> What is needed: Your reply should reproduce each entry exactly and contain no pictures.

> Provided data:

Start of Block

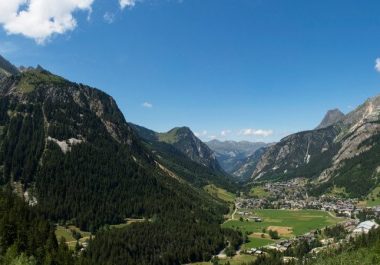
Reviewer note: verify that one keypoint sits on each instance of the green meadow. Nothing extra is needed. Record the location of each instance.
(220, 193)
(288, 223)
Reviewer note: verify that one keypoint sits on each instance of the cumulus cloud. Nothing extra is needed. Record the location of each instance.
(225, 133)
(40, 19)
(256, 132)
(147, 105)
(377, 64)
(127, 3)
(201, 134)
(109, 17)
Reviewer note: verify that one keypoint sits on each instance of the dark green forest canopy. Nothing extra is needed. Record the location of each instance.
(102, 176)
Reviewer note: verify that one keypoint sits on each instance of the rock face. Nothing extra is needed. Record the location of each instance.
(6, 68)
(69, 146)
(342, 153)
(232, 155)
(331, 117)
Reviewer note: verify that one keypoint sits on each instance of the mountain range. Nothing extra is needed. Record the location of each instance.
(67, 150)
(233, 155)
(71, 157)
(342, 152)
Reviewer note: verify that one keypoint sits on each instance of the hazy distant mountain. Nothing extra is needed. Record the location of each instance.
(184, 140)
(67, 149)
(345, 154)
(331, 117)
(245, 168)
(232, 154)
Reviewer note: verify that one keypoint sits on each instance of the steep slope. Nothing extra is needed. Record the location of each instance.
(185, 155)
(231, 154)
(244, 169)
(67, 149)
(70, 148)
(331, 117)
(303, 154)
(6, 68)
(344, 154)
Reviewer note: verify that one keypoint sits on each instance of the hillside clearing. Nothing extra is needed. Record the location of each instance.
(220, 193)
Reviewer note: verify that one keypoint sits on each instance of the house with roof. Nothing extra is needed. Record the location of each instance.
(364, 227)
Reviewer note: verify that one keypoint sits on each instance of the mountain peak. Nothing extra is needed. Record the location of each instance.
(332, 116)
(6, 68)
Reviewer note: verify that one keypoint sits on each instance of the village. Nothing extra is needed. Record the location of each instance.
(292, 195)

End of Block

> Exercise solution:
Reviewer note: verify that one keypoint sits on each instance of the green meadow. Nothing extra is needed. Record the location of each instance.
(220, 193)
(288, 223)
Reviewer note: verify that one keypoint sits on each instance of the cumulus cloud. Nothing extra is needed. Record the location of each instance.
(225, 133)
(40, 19)
(256, 132)
(147, 105)
(377, 64)
(127, 3)
(201, 134)
(109, 17)
Reviewer note: verify that one keypoint sits on each instance of the dark green forest canopy. Nothing extra is needed. Record the location of each instance.
(102, 176)
Reviewer note: verify that one keypoint sits on each instance of the rock face. Nothing extra is needed. Record the location of each instance.
(6, 68)
(69, 146)
(342, 153)
(232, 155)
(331, 117)
Reviewer note: verify that one keypoint sits on each instance of the mountain range. Nothing extra is needed. Record the location of each instance.
(67, 150)
(233, 155)
(71, 157)
(342, 152)
Reviewer note: verify that one keypoint sits on each instance of the hazy distant mountain. Nothing extra is needed. Record the location of each instance.
(184, 140)
(67, 149)
(345, 154)
(331, 117)
(245, 168)
(232, 154)
Reviewer note: verify that one keypoint sits on each instance of the steep slope. Nothing extra is needed. Record the location of each instance.
(185, 155)
(231, 154)
(244, 169)
(67, 149)
(70, 148)
(331, 117)
(303, 154)
(6, 68)
(344, 154)
Reviewer note: verify that one keypoint sits on each instance of the hillside clearing. Nothing extra is needed. Record the location of each instance.
(220, 193)
Reviewer note: verify that one keypoint sits on each instance of the house with roof. Nothing extra is needed. Record the location of each instance.
(364, 227)
Reviewer note: verify that one keypoint sits on each instance of the mountain peak. Nothing extra is needed. Record the location of each instance.
(332, 116)
(6, 68)
Reviewer note: verify that one keypoint sits on each instance of the village. Nothing extra is needed. Record the location of each instance.
(292, 195)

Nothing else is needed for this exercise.